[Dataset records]
::::::::

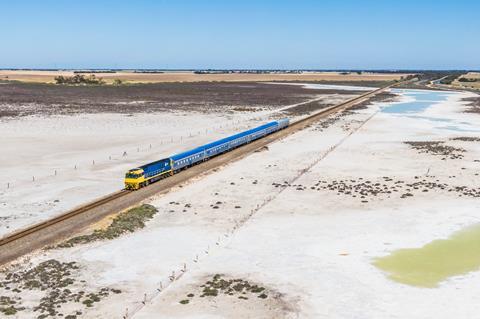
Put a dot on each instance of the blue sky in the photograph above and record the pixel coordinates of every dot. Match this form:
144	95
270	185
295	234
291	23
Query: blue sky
240	34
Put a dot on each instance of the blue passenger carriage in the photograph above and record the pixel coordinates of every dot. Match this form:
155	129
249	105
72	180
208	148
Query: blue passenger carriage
152	172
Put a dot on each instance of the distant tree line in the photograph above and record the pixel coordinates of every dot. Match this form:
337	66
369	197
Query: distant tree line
468	80
79	79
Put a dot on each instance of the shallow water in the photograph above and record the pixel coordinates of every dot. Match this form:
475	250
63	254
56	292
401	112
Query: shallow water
436	261
420	101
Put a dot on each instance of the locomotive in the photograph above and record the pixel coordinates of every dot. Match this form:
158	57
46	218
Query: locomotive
139	177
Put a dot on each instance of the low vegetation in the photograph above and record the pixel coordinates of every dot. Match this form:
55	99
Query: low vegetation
79	79
128	221
437	148
240	288
56	282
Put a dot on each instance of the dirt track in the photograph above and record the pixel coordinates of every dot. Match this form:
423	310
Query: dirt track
57	231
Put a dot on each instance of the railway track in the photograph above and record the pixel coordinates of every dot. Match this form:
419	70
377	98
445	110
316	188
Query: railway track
50	231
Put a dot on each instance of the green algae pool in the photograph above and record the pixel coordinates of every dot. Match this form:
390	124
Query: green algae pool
436	261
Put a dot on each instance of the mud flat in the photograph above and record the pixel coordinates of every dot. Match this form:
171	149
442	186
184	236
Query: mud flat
284	222
64	146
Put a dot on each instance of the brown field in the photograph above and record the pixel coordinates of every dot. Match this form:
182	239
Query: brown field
471	85
48	76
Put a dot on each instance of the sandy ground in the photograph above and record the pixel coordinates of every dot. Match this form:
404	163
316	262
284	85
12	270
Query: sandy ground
280	224
54	163
48	76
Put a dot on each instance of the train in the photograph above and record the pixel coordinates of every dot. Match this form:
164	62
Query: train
144	175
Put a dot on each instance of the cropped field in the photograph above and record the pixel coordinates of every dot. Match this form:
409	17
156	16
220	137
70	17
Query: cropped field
131	77
471	85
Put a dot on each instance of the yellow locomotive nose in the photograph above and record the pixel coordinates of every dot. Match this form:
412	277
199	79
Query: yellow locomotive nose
134	179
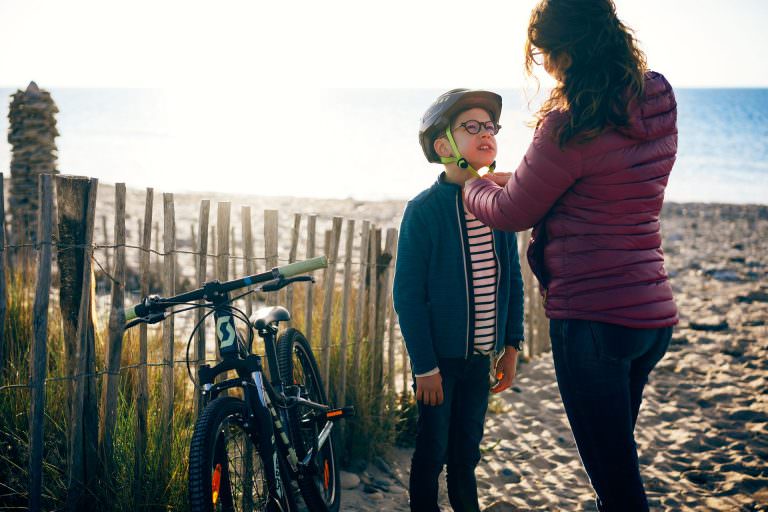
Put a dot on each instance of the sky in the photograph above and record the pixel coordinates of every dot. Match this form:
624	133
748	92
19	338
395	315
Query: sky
268	88
347	43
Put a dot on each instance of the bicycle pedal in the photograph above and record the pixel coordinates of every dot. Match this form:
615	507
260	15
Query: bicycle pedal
343	412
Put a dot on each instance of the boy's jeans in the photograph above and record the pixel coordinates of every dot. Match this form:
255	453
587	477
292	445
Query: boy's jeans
449	434
601	371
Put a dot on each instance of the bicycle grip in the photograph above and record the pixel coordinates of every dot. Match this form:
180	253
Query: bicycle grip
130	314
301	267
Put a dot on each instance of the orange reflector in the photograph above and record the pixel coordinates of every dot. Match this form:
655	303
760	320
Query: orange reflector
215	483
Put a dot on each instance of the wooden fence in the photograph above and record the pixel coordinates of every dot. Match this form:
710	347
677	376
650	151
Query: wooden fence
356	293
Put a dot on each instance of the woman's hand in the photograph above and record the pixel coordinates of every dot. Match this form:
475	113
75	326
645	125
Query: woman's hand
499	178
429	389
506	367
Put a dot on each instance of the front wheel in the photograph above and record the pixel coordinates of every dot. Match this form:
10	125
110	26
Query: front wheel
226	470
321	487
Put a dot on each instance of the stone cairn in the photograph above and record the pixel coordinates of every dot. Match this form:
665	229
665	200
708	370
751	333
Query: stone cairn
31	133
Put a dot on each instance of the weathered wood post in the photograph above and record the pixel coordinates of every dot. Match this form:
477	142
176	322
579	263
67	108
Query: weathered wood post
270	247
142	386
391	249
105	236
311	226
292	258
223	215
169	289
329	281
201	272
373	351
3	291
341	392
222	234
361	300
39	352
77	204
116	330
248	267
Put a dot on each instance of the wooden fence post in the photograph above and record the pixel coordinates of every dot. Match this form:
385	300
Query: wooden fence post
232	246
361	297
341	392
38	353
142	386
104	234
213	249
292	258
245	214
116	329
391	249
222	228
311	224
3	293
82	448
329	281
270	247
169	288
201	272
374	352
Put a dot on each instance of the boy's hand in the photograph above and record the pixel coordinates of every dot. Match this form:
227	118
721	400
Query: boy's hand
506	367
430	389
499	178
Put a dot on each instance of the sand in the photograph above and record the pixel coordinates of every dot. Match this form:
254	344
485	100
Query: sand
703	428
702	434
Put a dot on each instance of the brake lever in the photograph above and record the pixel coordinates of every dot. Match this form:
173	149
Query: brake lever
152	318
282	282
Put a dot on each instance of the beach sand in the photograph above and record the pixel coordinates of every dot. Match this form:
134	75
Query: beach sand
702	433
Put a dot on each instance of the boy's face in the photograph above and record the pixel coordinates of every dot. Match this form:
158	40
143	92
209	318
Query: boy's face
479	149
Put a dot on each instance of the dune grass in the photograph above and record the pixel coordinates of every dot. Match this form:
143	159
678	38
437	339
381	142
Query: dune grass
165	482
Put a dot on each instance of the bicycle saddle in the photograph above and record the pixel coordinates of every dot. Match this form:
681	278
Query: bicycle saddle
268	315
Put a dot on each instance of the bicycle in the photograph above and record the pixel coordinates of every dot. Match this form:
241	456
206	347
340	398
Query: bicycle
247	451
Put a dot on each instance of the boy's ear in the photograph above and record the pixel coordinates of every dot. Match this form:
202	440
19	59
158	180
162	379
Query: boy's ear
442	147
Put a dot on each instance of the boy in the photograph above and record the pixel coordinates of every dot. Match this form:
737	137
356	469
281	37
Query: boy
459	296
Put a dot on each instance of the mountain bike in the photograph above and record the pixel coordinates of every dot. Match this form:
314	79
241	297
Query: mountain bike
261	435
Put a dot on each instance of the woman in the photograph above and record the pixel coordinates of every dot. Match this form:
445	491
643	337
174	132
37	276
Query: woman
592	185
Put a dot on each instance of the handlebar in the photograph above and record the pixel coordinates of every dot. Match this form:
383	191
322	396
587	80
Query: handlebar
152	307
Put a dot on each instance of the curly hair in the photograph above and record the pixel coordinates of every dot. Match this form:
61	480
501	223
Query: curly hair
607	67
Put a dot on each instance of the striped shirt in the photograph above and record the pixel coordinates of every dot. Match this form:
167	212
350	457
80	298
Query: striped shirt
484	274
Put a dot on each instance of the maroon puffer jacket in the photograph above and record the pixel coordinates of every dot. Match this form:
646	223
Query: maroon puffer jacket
596	246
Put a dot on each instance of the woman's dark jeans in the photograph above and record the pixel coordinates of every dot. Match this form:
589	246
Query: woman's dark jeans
601	371
449	434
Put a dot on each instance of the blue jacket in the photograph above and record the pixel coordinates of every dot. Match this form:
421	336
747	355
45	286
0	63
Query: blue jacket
433	290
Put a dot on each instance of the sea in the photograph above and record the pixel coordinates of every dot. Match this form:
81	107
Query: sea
353	143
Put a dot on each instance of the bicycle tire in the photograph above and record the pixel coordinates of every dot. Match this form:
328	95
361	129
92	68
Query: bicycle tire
220	455
321	489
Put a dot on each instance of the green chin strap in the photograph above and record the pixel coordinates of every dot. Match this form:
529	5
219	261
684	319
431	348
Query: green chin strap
458	159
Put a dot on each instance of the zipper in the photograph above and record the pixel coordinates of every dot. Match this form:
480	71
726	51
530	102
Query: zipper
460	218
498	280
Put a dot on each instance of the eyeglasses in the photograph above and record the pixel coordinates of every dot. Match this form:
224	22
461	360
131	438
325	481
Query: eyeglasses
537	56
473	127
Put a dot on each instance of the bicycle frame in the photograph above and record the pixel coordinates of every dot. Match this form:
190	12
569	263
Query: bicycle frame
266	404
259	395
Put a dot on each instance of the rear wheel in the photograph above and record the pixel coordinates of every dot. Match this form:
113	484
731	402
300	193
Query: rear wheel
226	471
320	488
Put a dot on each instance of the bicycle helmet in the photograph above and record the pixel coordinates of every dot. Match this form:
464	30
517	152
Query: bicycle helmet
438	116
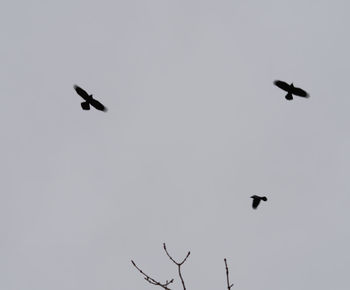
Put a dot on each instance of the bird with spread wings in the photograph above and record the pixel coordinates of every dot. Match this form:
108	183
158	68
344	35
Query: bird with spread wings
291	90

::::::::

### Prompt
I would like an exact copy of the lines from the one holding "Put a dot on each instance of the zipper" through the last line of the entries above, with the pictures left out.

### Result of this exercise
Put a dot on each instance of the zipper in the photograph above and record the pixel coordinates of every dot. Match this form:
480	71
726	51
530	102
Query: zipper
460	218
498	280
Put a dot on each instance of the eyeglasses in the photograph above and record the pixel coordinates of every dot. Match this form:
224	22
461	360
131	438
325	481
Query: eyeglasses
537	56
473	127
Put a dot on each instance of the bicycle frame in the photograph above and record the pixel coordinates of every dot. Match this form:
190	12
569	263
Query: bicycle frame
266	404
259	395
Put a dot on each instance of the rear wheel in the photograph above and record the pixel coordinates of every dot. Match this form:
113	484
731	402
300	193
Query: rear wheel
226	471
320	488
Put a dot on each instance of the bicycle helmet in the photograph above and record the pixel coordinates of every dot. Match this form:
464	30
517	152
Query: bicycle helmet
438	116
Put a dot on each instance of the bird with spread wings in the photograph above and record the pixel coordinates of every dot. Match this form:
108	183
158	68
344	35
Query: bird with spread wings
291	90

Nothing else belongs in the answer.